Every entry below must be repeated exactly; skip the pictures.

Point labeling dataset excerpts:

• • •

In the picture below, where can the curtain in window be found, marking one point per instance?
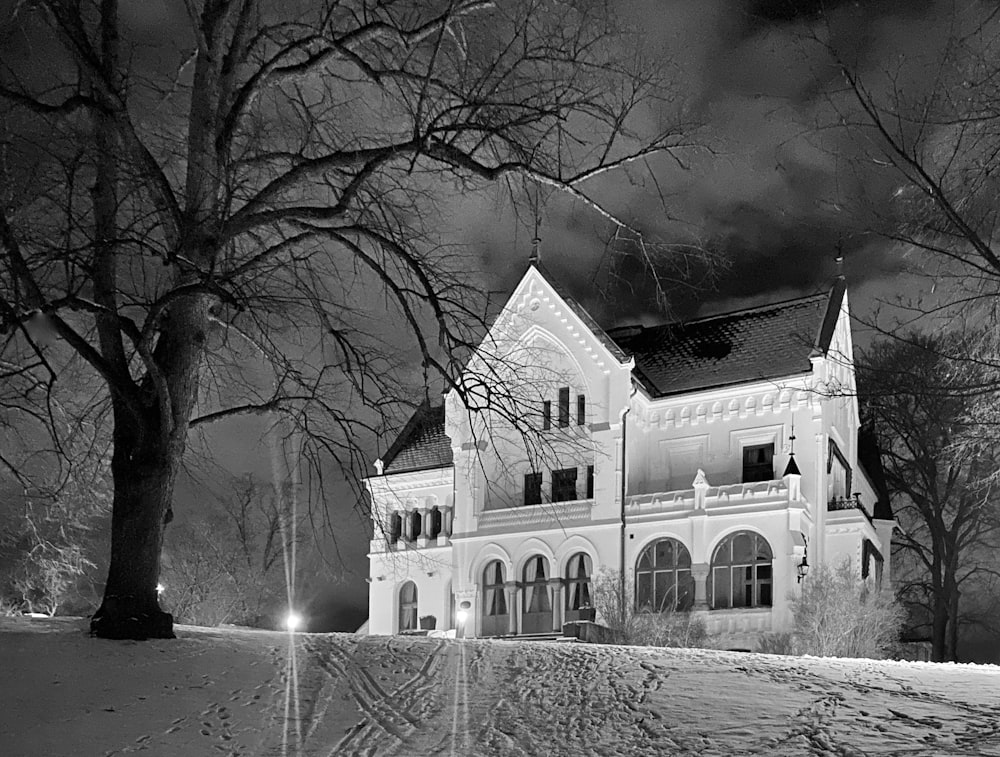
(578, 581)
(408, 606)
(536, 586)
(495, 599)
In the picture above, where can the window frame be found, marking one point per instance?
(532, 484)
(755, 579)
(579, 597)
(564, 407)
(406, 607)
(758, 467)
(560, 485)
(681, 578)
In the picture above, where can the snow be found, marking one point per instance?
(270, 694)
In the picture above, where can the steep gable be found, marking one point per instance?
(421, 444)
(747, 345)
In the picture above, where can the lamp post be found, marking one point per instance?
(292, 621)
(461, 616)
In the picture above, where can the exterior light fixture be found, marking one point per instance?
(803, 568)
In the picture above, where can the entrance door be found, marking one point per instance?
(536, 616)
(495, 620)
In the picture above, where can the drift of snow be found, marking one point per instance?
(240, 692)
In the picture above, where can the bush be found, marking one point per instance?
(616, 610)
(841, 615)
(776, 643)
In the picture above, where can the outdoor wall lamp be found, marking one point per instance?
(803, 568)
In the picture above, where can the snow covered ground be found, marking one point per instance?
(240, 692)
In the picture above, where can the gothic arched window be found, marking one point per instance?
(663, 580)
(741, 572)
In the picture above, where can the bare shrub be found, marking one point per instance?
(841, 615)
(616, 610)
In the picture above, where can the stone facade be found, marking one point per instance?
(708, 460)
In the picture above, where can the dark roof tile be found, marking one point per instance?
(732, 348)
(421, 444)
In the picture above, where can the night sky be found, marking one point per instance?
(772, 193)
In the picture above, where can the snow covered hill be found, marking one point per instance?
(239, 692)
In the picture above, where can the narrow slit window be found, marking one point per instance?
(564, 407)
(532, 488)
(564, 485)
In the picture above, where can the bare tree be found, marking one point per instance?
(169, 222)
(233, 564)
(941, 473)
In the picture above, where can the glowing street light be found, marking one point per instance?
(292, 621)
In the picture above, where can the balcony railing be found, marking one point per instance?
(708, 497)
(545, 515)
(848, 503)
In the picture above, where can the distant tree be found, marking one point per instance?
(204, 224)
(839, 614)
(940, 469)
(235, 562)
(615, 604)
(50, 535)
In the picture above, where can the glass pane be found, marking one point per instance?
(685, 590)
(666, 595)
(763, 549)
(665, 553)
(764, 599)
(683, 556)
(720, 588)
(742, 548)
(644, 591)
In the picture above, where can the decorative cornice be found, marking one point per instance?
(549, 515)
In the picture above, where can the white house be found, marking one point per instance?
(708, 461)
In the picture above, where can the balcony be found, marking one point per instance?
(707, 497)
(848, 506)
(417, 528)
(538, 517)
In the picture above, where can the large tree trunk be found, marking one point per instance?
(130, 609)
(144, 466)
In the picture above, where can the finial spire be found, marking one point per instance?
(536, 251)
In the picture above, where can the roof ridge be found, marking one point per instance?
(729, 313)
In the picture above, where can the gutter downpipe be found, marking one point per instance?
(621, 544)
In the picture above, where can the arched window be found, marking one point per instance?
(408, 606)
(536, 585)
(495, 620)
(494, 597)
(435, 523)
(578, 572)
(395, 527)
(741, 572)
(663, 578)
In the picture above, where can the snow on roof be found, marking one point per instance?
(421, 444)
(224, 692)
(732, 348)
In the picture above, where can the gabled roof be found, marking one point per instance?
(583, 315)
(421, 444)
(755, 344)
(759, 343)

• • •

**Reply**:
In the picture below, where can the curtain in window be found, marking one point per instance?
(578, 581)
(408, 606)
(536, 586)
(495, 599)
In the picture above, where can the window frame be found, marking one point per instance?
(532, 484)
(755, 579)
(579, 597)
(564, 407)
(406, 607)
(758, 467)
(560, 485)
(681, 578)
In the picture above, where can the snow be found, marking one point per instance?
(270, 694)
In the picture above, where can the steep gable be found, marking one point per instance?
(421, 444)
(747, 345)
In the picture above, where can the lamp post be found, marking one point per instance?
(292, 621)
(461, 616)
In the picture above, where can the exterior light fixture be found, marking one point per instance?
(803, 568)
In the picture above, where can the entrance door be found, marking one point per instance?
(536, 616)
(495, 620)
In the picture above, where can the drift of snow be found, marking one point per instance?
(240, 692)
In the picture above, where can the bush be found, marking one point per instance?
(616, 610)
(841, 615)
(776, 643)
In the picture above, where can the outdoor wall lamp be found, marking one point per instance?
(803, 568)
In the picture above, where can the snow covered ground be found, marking one point per instance?
(240, 692)
In the picture above, where can the gothic arched window be found, marking one point per instance?
(663, 580)
(741, 572)
In the picture above, where can the bare shrub be found, marking one point per instance?
(841, 615)
(616, 610)
In the picture above, where can the stone facade be found, marking one point per instance?
(708, 460)
In the picture above, where can the dark roof tile be found, marking one point per instance?
(732, 348)
(421, 444)
In the picture above, where can the night sky be found, marking one point per instance?
(772, 193)
In the picture above, where can the snow covered hill be found, marking one point per instance?
(239, 692)
In the picture above, where can the narrow slit window be found, marking one point per instance?
(564, 407)
(532, 488)
(564, 485)
In the picture above, where can the bare tree be found, marking one point per instance?
(169, 222)
(233, 564)
(941, 473)
In the picture above, where can the glowing street light be found, marking one point per instance?
(292, 621)
In the picture above, where can the balcony railing be found, marking one point per instance?
(708, 497)
(545, 515)
(848, 503)
In the picture above, where can the distant tree be found, marking one point per instance?
(204, 224)
(839, 614)
(940, 469)
(235, 562)
(615, 604)
(50, 535)
In the picture above, where can the glass pane be found, marking one point per instance?
(685, 590)
(666, 595)
(763, 549)
(665, 553)
(764, 599)
(683, 556)
(720, 588)
(742, 548)
(644, 591)
In the picture above, where can the decorative cornice be found, marking one point per instance?
(549, 515)
In the picture above, where can the white house be found, marking one point per instance?
(708, 461)
In the picture above, where can the balcony be found, marking one point per instance?
(707, 497)
(848, 506)
(417, 528)
(538, 517)
In the picture above, where can the large tree trunk be found, marking one point per instance?
(130, 609)
(144, 466)
In the picture above, where can the finial spire be found, marking one point per instance?
(536, 251)
In the picture above, where can the roof ridge be found, marking one point per instance?
(729, 313)
In the picture above, where can the gutter downpipe be found, marking one point per instance?
(621, 544)
In the picture above, where can the arched window be found, marking one point per instance?
(408, 606)
(536, 585)
(495, 620)
(494, 597)
(435, 523)
(578, 572)
(395, 527)
(741, 572)
(663, 578)
In the picture above, where can the snow on roof be found, marking one point per instance?
(421, 444)
(224, 692)
(732, 348)
In the picture above, where can the gabled roof be found, marking one point per instance?
(583, 315)
(421, 444)
(755, 344)
(759, 343)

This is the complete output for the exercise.